## Problems to solve:
A. Name every numbered section heading in the TFIIB passage.
B. Reproduce the TFIIB passage from "As previously mentioned, core" to "BH3-BH4 loop .", renaming "globular" as "spherical" wherever it appears.
C. According to the TFIIB passage, why is the N-terminal region of TFIIB not shown?

## Passage provided:
Human TFIIB in the TFIIB-TBP-TATA-Element Ternary Complex

Josh Cowgill '08, Nick Fanning '08 and Albert Coombs III '07


I. Introduction

TFIIB is a eukaryotic general transcription factor (GTF) that is necessary for both RNA polymerase II promoter binding and promoter clearance. With regard to only the necessary GTF's, TFIID, which contains TATA binding protein (TBP), binds the TATA-element on DNA and starts the formation of the transcriptional pre-initiation complex. TFIIB binds next, and together the DNA, TBP, and TFIIB form a molecular binding platform that is recognized by RNA polymerase II. In this ternary complex, the role of TFIIB is to bind both the DNA and TBP to create stabilizing interactions.

II. TFIIB General Structure

The protein's N-terminal portion contains a putative Zinc-binding sequence that plays a major role in the successful binding of RNA polymerase II. This N-terminal region does not, however, have a very large role in this ternary complex and thus is not shown here. Core TFIIB, on the other hand, is extremely important to this ternary complex, and it has a two-domain alpha-helical structure . The core region/C-terminal region together consist of two 84-amino-acid direct repeats. Overall, the protein has dimensions of 65A x 32A x 32A.

III. Core TFIIB Specifics

As previously mentioned, core TFIIB has two nearly identical domains, which are connected by a short linker region and rotated by 90 degrees with respect to one another. Each domain consists of five alpha-helices (domain I has helices BH1-BH5, while domain II has helices BH1'-BH5') arranged in a compact globular fashion with BH3/BH3' in the hydrophobic core . Just past BH5' in the C-terminal direction is the short alpha helix BH6' and a random coil segment that extends to the molecule's C-terminus . These two structures form the molecule's C-terminal region and have no analogs in domain I. The solitary molecule is held together by limited interdomain hydrophobic interactions between residues in BH4 and the BH4'-BH5' loop and between residues in BH1' and the BH3-BH4 loop .

IV. Interactions of the Ternary Complex

TBP binds DNA at the TATA-element, and as a subunit of TFIID it is the first protein to bind DNA during eukaryotic transcription initiation. TBP recognizes the TATA-element via an induced-fit mechanism where beta-sheets on TBP insert into the DNA's minor groove . Phenylalanine residues near these beta-sheets intercalate between bases in the DNA and cause two distinct kinks . These kinks generate a sterically favorable complementary interaction surface for TBP and the DNA.

## Extracted data:
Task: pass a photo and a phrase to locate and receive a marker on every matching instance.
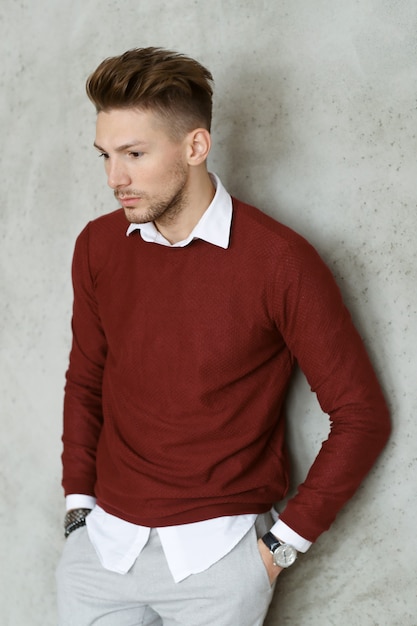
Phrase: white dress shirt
(188, 548)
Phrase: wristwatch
(283, 554)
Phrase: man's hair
(173, 86)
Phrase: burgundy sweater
(178, 372)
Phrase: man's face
(145, 167)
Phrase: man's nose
(117, 175)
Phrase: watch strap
(271, 542)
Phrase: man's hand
(272, 569)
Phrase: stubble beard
(163, 210)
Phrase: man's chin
(134, 216)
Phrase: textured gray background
(315, 122)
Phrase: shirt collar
(213, 227)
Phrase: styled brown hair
(175, 87)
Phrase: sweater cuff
(287, 535)
(79, 501)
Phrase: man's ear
(199, 144)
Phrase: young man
(187, 324)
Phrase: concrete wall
(315, 122)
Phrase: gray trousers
(233, 591)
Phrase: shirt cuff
(287, 535)
(79, 501)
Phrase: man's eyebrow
(125, 146)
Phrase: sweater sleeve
(82, 401)
(320, 334)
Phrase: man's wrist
(75, 518)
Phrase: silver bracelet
(75, 519)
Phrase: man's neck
(199, 195)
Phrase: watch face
(285, 555)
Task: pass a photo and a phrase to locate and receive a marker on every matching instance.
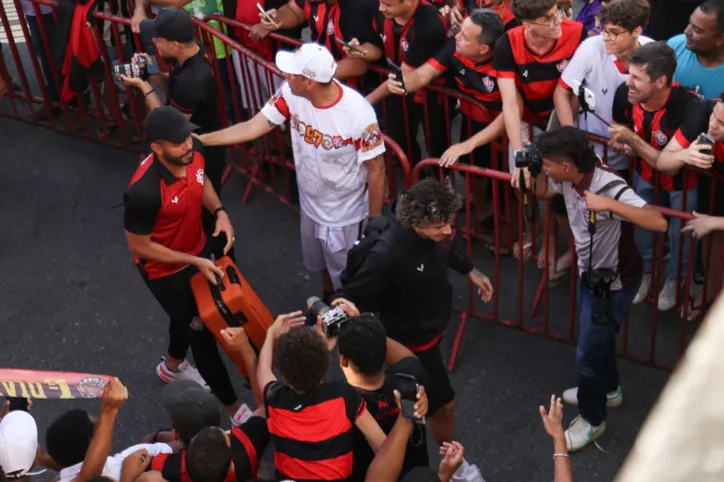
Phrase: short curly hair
(426, 203)
(302, 358)
(628, 14)
(569, 143)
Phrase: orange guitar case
(231, 302)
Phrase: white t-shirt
(113, 465)
(603, 74)
(330, 147)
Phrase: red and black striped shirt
(248, 443)
(345, 20)
(536, 74)
(478, 80)
(657, 128)
(312, 432)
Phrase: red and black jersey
(657, 128)
(345, 20)
(312, 432)
(477, 80)
(168, 208)
(536, 74)
(502, 8)
(248, 443)
(697, 123)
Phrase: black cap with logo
(170, 24)
(167, 124)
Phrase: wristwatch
(218, 210)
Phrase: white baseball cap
(18, 444)
(311, 60)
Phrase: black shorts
(706, 205)
(440, 391)
(481, 156)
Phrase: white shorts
(525, 137)
(326, 248)
(248, 74)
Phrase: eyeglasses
(553, 23)
(612, 35)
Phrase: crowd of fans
(542, 79)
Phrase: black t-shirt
(417, 40)
(657, 128)
(381, 405)
(192, 90)
(344, 20)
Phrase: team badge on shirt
(371, 138)
(661, 138)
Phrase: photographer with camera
(304, 400)
(699, 143)
(400, 269)
(597, 201)
(364, 350)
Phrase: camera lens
(316, 307)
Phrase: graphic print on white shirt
(331, 145)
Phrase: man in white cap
(338, 151)
(18, 445)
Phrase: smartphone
(397, 70)
(266, 15)
(18, 403)
(351, 47)
(706, 140)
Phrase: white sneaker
(643, 289)
(580, 433)
(185, 372)
(613, 399)
(667, 297)
(467, 473)
(242, 415)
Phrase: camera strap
(592, 215)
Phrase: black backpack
(377, 230)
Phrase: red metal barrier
(648, 335)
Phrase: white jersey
(603, 74)
(330, 146)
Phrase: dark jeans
(175, 297)
(399, 132)
(596, 351)
(37, 38)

## Responses in order:
A.
I. Introduction
II. TFIIB General Structure
III. Core TFIIB Specifics
IV. Interactions of the Ternary Complex

B.
As previously mentioned, core TFIIB has two nearly identical domains, which are connected by a short linker region and rotated by 90 degrees with respect to one another. Each domain consists of five alpha-helices (domain I has helices BH1-BH5, while domain II has helices BH1'-BH5') arranged in a compact spherical fashion with BH3/BH3' in the hydrophobic core . Just past BH5' in the C-terminal direction is the short alpha helix BH6' and a random coil segment that extends to the molecule's C-terminus . These two structures form the molecule's C-terminal region and have no analogs in domain I. The solitary molecule is held together by limited interdomain hydrophobic interactions between residues in BH4 and the BH4'-BH5' loop and between residues in BH1' and the BH3-BH4 loop .

C. The N-terminal region is not shown because it does not have a very large role in the TFIIB-TBP-TATA-element ternary complex.